## [ABOUT THIS EXERCISE]
All records below are to be set down exactly, each character intact.

Start of TASK INPUTS

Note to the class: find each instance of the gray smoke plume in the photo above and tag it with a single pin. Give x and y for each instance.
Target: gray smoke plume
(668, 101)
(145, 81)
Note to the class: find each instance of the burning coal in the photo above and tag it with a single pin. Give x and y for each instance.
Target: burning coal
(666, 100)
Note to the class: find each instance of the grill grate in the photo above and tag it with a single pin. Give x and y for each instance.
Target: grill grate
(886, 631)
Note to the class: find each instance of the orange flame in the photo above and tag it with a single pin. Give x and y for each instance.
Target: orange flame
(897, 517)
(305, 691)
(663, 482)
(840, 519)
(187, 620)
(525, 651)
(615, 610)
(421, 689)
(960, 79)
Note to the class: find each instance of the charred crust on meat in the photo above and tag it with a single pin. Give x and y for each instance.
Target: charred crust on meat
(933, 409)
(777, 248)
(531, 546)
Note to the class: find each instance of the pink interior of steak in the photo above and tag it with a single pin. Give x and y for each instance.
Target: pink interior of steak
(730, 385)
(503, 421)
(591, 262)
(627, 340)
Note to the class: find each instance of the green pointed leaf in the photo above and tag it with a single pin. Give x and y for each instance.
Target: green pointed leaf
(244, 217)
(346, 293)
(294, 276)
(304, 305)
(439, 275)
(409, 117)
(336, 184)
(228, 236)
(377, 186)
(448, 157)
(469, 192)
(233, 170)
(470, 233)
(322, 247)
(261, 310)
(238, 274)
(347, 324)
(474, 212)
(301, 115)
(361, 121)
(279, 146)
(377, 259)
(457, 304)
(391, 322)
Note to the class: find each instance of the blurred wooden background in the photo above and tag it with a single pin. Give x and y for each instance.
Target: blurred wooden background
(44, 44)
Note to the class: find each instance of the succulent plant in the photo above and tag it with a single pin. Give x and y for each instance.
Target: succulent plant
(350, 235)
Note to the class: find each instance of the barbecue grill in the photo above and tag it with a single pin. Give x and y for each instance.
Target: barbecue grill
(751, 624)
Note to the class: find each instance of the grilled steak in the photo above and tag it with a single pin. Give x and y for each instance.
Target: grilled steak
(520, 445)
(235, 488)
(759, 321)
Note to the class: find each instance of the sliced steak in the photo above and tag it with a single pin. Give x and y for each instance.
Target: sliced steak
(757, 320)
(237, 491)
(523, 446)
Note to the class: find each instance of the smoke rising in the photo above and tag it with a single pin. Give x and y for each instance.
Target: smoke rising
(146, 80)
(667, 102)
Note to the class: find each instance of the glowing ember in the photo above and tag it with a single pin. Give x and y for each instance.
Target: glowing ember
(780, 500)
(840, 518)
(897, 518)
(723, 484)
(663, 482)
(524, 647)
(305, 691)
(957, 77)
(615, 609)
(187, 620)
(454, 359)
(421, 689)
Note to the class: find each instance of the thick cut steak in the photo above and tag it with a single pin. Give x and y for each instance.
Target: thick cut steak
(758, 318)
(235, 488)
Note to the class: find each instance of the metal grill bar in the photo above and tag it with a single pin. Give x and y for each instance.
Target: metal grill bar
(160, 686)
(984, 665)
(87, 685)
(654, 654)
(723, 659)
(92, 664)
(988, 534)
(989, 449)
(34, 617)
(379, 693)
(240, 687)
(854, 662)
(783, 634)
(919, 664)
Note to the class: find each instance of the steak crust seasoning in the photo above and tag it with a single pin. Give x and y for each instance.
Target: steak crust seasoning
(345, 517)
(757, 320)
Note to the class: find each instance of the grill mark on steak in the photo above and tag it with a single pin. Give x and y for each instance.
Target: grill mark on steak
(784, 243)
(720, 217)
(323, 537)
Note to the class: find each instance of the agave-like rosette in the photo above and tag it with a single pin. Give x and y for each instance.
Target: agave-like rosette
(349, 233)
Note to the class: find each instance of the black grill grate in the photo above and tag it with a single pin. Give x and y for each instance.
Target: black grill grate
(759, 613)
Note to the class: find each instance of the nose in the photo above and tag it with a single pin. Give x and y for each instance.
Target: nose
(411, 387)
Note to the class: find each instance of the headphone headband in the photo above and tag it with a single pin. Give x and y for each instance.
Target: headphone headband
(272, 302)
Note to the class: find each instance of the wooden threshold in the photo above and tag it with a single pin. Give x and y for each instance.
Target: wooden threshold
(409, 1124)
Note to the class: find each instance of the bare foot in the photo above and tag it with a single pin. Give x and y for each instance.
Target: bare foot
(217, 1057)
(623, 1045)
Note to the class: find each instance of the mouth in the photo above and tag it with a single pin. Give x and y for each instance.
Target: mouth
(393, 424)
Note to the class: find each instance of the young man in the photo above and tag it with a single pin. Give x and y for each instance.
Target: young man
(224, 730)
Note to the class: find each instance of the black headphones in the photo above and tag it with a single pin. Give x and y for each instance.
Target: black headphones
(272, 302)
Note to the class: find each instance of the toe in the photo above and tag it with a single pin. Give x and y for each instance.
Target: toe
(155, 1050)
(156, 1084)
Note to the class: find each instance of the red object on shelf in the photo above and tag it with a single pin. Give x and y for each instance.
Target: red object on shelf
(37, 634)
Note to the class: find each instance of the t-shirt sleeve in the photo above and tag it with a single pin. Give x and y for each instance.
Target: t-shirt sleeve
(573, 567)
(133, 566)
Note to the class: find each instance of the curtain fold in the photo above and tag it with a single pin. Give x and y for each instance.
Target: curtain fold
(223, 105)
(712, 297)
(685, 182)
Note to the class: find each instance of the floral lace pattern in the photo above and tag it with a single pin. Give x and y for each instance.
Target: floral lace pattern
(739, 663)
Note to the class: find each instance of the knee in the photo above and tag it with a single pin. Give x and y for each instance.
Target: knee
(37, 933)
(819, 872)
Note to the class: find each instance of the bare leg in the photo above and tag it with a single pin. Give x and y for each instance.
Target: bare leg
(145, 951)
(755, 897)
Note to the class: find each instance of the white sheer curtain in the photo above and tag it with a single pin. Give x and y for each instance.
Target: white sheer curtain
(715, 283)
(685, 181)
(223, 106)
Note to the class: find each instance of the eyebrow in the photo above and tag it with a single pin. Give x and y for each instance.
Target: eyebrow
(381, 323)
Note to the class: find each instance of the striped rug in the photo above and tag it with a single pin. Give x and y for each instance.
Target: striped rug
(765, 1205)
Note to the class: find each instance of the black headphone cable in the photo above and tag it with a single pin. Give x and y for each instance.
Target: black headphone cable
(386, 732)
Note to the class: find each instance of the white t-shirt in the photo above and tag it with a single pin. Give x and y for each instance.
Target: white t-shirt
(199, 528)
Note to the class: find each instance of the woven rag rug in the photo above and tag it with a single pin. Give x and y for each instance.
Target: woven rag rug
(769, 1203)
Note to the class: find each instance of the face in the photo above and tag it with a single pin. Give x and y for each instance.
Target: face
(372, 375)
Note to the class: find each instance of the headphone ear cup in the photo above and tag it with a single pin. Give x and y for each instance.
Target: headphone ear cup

End of TASK INPUTS

## [RESPONSE]
Note to the class: find each instance of the gray smoke plume in the photo above and tag it with a single pin. Give x and y for each instance.
Target: gray smoke plume
(668, 101)
(145, 81)
Note to the class: find each instance of the burning coal in the photo above and tag it with a single pin. Give x and y for each instance.
Target: burning coal
(666, 100)
Note to the class: find each instance of the grill grate in the photo above and tag it with a single pin. Give x and y for each instance.
Target: grill grate
(886, 631)
Note to the class: find each instance of the orange flame in the photo above and tag it with a single pin. Give x and y for each instance.
Target: orange flame
(897, 517)
(305, 691)
(663, 482)
(840, 519)
(187, 620)
(525, 651)
(615, 610)
(421, 689)
(960, 79)
Note to the class: find each instance of the charred crust on meat in the photo above and tag it with a single pin. Give x and y for each instance.
Target: charred crust on meat
(933, 409)
(777, 248)
(531, 546)
Note to the class: find each instance of the pink interior of steak in the photo above and tag it with a single pin. Give x and y for each instance.
Target: pink interior of steak
(730, 385)
(503, 421)
(591, 262)
(627, 340)
Note to the class: find each instance of the green pointed leaf in the photo above and tag it with a single pin. Give x and y for each instance.
Target: green pointed leaf
(244, 217)
(346, 293)
(294, 276)
(304, 305)
(439, 275)
(409, 117)
(336, 184)
(228, 236)
(377, 186)
(448, 157)
(469, 192)
(233, 170)
(470, 233)
(322, 247)
(261, 310)
(238, 274)
(347, 324)
(474, 212)
(301, 115)
(361, 121)
(279, 146)
(377, 259)
(457, 304)
(391, 322)
Note to the class: find each instance of the blurred wooden background in the photo above and tag it with a single pin. Give x and y for each instance.
Target: blurred wooden background
(44, 44)
Note to the class: find each instance of the succulent plant in the photo above and tag it with a single pin. Give x and y for each instance.
Target: succulent plant
(350, 235)
Note to the class: find each instance of the barbecue grill in the photo above and tag it with a single pin. Give x and y for each instance.
Target: barbecue grill
(751, 624)
Note to the class: find each instance of the grilled steak in the photo above and tag it with a single pin. Give x and y for each instance.
Target: grilled steak
(520, 445)
(235, 488)
(759, 321)
Note to the class: find each instance of the sliced steak in the photo above and tag it with a single pin. Give x and y for each instance.
Target: sliced steak
(757, 320)
(237, 491)
(523, 446)
Note to the class: find each instance of the smoke rising in the photo above and tag it with a single pin. Give x and y for each instance.
Target: smoke rising
(146, 80)
(667, 102)
Note to the class: find each instance of the glowing ember in the photo above and tag it with a single pin. Give x and y for each instance.
Target: glowing ember
(780, 500)
(840, 518)
(897, 518)
(723, 484)
(663, 482)
(524, 647)
(305, 691)
(957, 77)
(615, 609)
(187, 620)
(454, 359)
(421, 689)
Note to the class: find each instance of the thick cut steak in the photo above and tag it with a single pin. Give x and y for each instance.
Target: thick cut steak
(758, 318)
(235, 488)
Note to the class: find each instance of the metal grill bar in the photo above and tag it with a single pin. Give x and y for each instance.
Target: metal grill bar
(160, 686)
(984, 665)
(87, 685)
(654, 654)
(723, 659)
(92, 664)
(988, 534)
(989, 449)
(34, 617)
(379, 693)
(240, 687)
(854, 662)
(783, 634)
(919, 664)
Note to the class: find each instance of the steak crust seasoning in the photo above and tag it with a single pin. Give x and y for each instance.
Target: steak crust seasoning
(345, 517)
(757, 320)
Note to the class: find each instance of the grill mark on steak in the photo above and tag it with a single pin. Give x and y for each instance.
Target: grill mark on steak
(784, 243)
(720, 217)
(323, 537)
Note to the class: find each instance of the agave-like rosette in the photo above and tag it with a single pin. Give x and y for each instance.
Target: agave-like rosette
(349, 233)
Note to the class: find each instance of the black grill grate in the photo above and tag it with a single pin. Give x and y for each instance.
Target: black grill grate
(759, 613)
Note to the class: find each instance of the nose in the photo above and tag it with a single pin. Give x and y for each instance.
Target: nose
(411, 387)
Note to the class: find each instance of the headphone headband in the photo above and tag it with a single pin. Give x and y for each instance.
Target: headphone headband
(272, 302)
Note to the class: find each instance of the wooden threshold in the photo above and tag it with a single pin. Give x and y for each instance.
Target: wooden threshold
(409, 1124)
Note to the class: find each instance of the bare foot in the photo above and tag it with a single pin. Give x and y for each instance.
Target: bare foot
(217, 1057)
(623, 1045)
Note to the class: find each instance of the mouth in the photo above and tag it with a single pin. Give x and y for each instance.
Target: mouth
(393, 424)
Note to the class: find each instance of the young man in the photo above and tag it with a single pin. Give x and y for each instance.
Target: young man
(224, 730)
Note to the class: find each instance of the black headphones in the photo above and tag it with a single pin. Give x and y for each instance.
Target: black headphones
(272, 302)
Note to the class: find each instance of the toe in the photo above and tag it with a single pin. Give x and y for each instance.
Target: toe
(155, 1050)
(156, 1084)
Note to the class: find each instance of the red object on shelf in the photo above and tag it with a single pin. Give x and y for each instance.
Target: red object on shelf
(37, 634)
Note to the class: find each instance of the t-shirt sleeve in the photo above and tag it with a single pin. Give x and y for each instance.
Target: t-shirt sleeve
(573, 567)
(133, 566)
Note to the class: find each instance of the curtain fold in the photo above and tag it with a single pin. Give x and y for each instance.
Target: curtain fold
(223, 105)
(712, 297)
(685, 182)
Note to the class: find each instance of the floral lace pattern in the photo above and tag it with a single pin. Give x and y for each instance.
Target: floral lace pattern
(739, 663)
Note to the class: find each instance of the knee in the photo above and tag it with a single pin. Give x and y for each instance.
Target: knee
(37, 933)
(819, 872)
Note to the class: find each instance of the bare leg in the photo above and tag it with a single pin. Give x and y for each instance.
Target: bare leg
(145, 951)
(755, 897)
Note to the class: find each instance of the white sheer curtain in the photo above and tag it with a single pin. Give x and y for each instance.
Target: white sheer curtain
(715, 283)
(685, 181)
(223, 106)
Note to the class: find each instance of the eyebrow in the photo above and tag it with a single pin. Give x and y for each instance.
Target: eyebrow
(381, 323)
Note to the class: find each instance of the striped rug in the photo above and tag it with a single pin. Give x and y for each instance.
Target: striped rug
(765, 1205)
Note to the class: find each instance of the black headphone cable in the photo above and tag it with a single pin. Give x and y for each instance.
Target: black headphone cable
(386, 732)
Note to the class: find each instance of the white t-shirt in the photo above and tag it with a single pin. Give x and y for each instance.
Target: white t-shirt
(199, 528)
Note to the class: find each instance of the woven rag rug in the photo above and tag it with a single pin. Give x and y for each instance.
Target: woven rag rug
(769, 1203)
Note to the class: find each instance of the face in the photo above and tag it with a single pin. Give x and y for each instance.
Target: face
(372, 375)
Note to the class: find each instance of the headphone ear cup in the photo above and tag it with a single pin. Give x and y for each instance.
Target: headphone ear cup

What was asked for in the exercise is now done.